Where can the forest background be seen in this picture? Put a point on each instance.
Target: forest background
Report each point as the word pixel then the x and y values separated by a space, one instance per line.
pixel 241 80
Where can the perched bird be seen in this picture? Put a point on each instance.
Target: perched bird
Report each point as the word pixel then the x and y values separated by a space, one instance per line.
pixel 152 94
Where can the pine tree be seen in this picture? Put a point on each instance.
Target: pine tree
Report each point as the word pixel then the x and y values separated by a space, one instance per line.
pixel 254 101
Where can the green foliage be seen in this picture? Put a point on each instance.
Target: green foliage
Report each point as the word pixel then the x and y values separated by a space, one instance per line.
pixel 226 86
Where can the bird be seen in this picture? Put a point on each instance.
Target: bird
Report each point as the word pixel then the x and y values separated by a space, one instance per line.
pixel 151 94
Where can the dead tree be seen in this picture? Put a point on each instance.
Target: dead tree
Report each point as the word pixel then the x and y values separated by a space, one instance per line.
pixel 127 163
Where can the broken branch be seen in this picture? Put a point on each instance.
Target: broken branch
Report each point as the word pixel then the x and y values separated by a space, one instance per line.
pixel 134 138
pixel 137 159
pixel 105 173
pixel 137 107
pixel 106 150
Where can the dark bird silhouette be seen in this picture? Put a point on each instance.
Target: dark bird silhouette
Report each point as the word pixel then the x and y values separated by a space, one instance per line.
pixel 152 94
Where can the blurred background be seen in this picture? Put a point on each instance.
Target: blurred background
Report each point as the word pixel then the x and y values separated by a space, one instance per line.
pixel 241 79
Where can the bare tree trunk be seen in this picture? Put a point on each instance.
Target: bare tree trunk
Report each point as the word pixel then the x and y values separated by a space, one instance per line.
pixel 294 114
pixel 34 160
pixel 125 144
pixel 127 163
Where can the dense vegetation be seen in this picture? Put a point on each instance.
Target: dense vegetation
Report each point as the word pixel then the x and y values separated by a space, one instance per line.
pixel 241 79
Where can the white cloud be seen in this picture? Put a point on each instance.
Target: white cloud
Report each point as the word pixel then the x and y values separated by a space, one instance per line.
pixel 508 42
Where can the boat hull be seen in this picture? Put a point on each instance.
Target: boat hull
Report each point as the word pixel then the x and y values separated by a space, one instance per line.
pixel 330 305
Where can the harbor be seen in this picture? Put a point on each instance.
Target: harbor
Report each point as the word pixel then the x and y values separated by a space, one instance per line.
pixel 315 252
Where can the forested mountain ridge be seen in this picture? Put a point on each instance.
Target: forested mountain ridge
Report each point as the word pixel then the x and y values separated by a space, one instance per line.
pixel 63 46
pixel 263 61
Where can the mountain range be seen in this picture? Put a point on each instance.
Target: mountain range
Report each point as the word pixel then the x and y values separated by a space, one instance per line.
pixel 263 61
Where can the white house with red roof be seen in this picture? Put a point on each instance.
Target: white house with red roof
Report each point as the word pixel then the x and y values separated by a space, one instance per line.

> **TASK BRIEF**:
Reproduce the records verbatim, everything from the start down to the line containing "pixel 254 101", that line included.

> **FULL ANSWER**:
Where can the forest background be seen in this picture? Put a point on each instance.
Target: forest background
Report each point as the word pixel then the x and y values separated by a space, one instance per line.
pixel 241 80
Where can the perched bird be seen in this picture? Put a point on each instance.
Target: perched bird
Report each point as the word pixel then the x and y values separated by a space, one instance per line.
pixel 152 94
Where can the pine tree be seen in this picture? Put a point on each instance.
Target: pine tree
Report each point as the word pixel then the x and y values separated by a space, one instance per line.
pixel 254 101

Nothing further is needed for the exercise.